Middle-aged US adults' blood pressures climbed during the COVID-19 pandemic, likely owing to increased stress and alcohol consumption, decreased physical activity and medication adherence, poor sleep, and disrupted access to healthcare, according to a research letter today in Circulation.
Cleveland Clinic researchers mined data from more than 460,000 US participants in a national Quest Diagnostics employee wellness program who had undergone blood pressure screening every year from 2018 to 2020. Average age was 46 years, and 54% were women.
From April to December 2020, compared with the same period in 2019, monthly systolic blood pressure readings (the top number of a reading), on average, rose 1.10 to 2.50 millimeters of mercury (mm Hg), and diastolic blood pressures (bottom number) rose an average of 0.14 to 0.53 mm Hg. In comparison, blood pressure readings did not change from 2018 to 2019.
From April to December 2020, relative to same period the year before, 26.8% of participants were recategorized into a higher blood pressure category, with only 22% moved to a lower category.
Women had higher systolic and diastolic blood pressure increases than men, while older participants had higher increases in systolic readings, and younger participants saw higher diastolic pressure increases. "The finding of greater BP [blood pressure] increases in women, compared with men, provides more evidence of the outsized burden that pandemics place on women," the study authors wrote.
Increases may show up as heart attacks, strokes
The researchers ruled out weight gain as a possible cause of the increases because men's weights fell overall during the pandemic and stayed the same in women.
"Reasons for pandemic-associated BP elevations are likely multifactorial, and although weight gain was not the reason, other possible reasons could include increased alcohol consumption, less physical activity, emotional stress, and less ongoing medical care (including reduced medication adherence," the researchers said.
Nearly half of American adults have high blood pressure, a leading cause of heart disease and stroke, the authors noted.

Apply what you read -
**A)** Reproduce the blood pressure article word for word, starting at the words "Increases may show" and stopping after "the researchers said.".
**B)** Answer these questions using the blood pressure article:
(i) Data from how many US participants did the Cleveland Clinic researchers mine?
(ii) What percentage of participants were recategorized into a higher blood pressure category from April to December 2020?
(iii) What happened to men's weights overall during the pandemic?

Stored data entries
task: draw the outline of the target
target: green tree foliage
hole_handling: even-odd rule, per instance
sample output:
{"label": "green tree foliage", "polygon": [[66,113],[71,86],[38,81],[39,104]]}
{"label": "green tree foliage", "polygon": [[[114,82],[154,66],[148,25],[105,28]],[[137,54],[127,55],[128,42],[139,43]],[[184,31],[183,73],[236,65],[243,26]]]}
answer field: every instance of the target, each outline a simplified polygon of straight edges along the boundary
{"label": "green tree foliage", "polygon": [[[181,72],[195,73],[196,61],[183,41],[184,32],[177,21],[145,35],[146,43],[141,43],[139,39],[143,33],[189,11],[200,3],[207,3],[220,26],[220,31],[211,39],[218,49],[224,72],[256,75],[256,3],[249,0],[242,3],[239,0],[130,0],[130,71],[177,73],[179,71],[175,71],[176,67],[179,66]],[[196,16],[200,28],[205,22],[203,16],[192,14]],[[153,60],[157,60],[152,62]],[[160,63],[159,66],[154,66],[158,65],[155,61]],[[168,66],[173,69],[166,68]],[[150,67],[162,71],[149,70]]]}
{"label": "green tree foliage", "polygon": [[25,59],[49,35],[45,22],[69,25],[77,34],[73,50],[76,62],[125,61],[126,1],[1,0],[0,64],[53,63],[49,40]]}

...

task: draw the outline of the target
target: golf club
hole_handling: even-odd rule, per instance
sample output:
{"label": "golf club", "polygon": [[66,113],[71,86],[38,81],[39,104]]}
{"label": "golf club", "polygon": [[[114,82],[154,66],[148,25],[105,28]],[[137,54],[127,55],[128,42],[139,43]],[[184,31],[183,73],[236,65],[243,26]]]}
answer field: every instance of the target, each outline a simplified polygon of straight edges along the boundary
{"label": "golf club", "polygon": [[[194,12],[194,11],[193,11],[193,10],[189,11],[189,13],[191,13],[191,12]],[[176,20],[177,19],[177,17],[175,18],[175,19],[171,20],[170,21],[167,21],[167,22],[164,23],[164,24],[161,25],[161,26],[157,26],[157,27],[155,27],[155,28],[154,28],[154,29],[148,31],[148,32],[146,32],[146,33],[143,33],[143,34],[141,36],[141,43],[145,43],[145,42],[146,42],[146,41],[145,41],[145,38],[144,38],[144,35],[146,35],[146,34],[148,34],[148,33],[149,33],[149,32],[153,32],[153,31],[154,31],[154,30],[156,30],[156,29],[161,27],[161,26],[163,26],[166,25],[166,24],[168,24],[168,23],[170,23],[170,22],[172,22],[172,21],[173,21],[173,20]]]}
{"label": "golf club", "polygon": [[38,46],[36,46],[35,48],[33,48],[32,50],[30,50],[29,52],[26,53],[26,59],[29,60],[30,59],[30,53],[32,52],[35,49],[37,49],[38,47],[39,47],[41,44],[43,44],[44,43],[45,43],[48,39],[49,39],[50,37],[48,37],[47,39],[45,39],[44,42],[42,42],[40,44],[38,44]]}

--

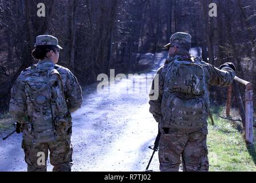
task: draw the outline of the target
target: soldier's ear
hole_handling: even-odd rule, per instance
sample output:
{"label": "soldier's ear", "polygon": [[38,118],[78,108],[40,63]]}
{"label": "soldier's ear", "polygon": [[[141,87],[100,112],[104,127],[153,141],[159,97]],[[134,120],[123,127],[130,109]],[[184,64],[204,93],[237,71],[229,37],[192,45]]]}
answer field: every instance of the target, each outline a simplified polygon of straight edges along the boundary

Answers for this exercise -
**A)**
Increases may show up as heart attacks, strokes
The researchers ruled out weight gain as a possible cause of the increases because men's weights fell overall during the pandemic and stayed the same in women.
"Reasons for pandemic-associated BP elevations are likely multifactorial, and although weight gain was not the reason, other possible reasons could include increased alcohol consumption, less physical activity, emotional stress, and less ongoing medical care (including reduced medication adherence," the researchers said.

**B)**
(i) More than 460,000
(ii) 26.8%
(iii) They fell.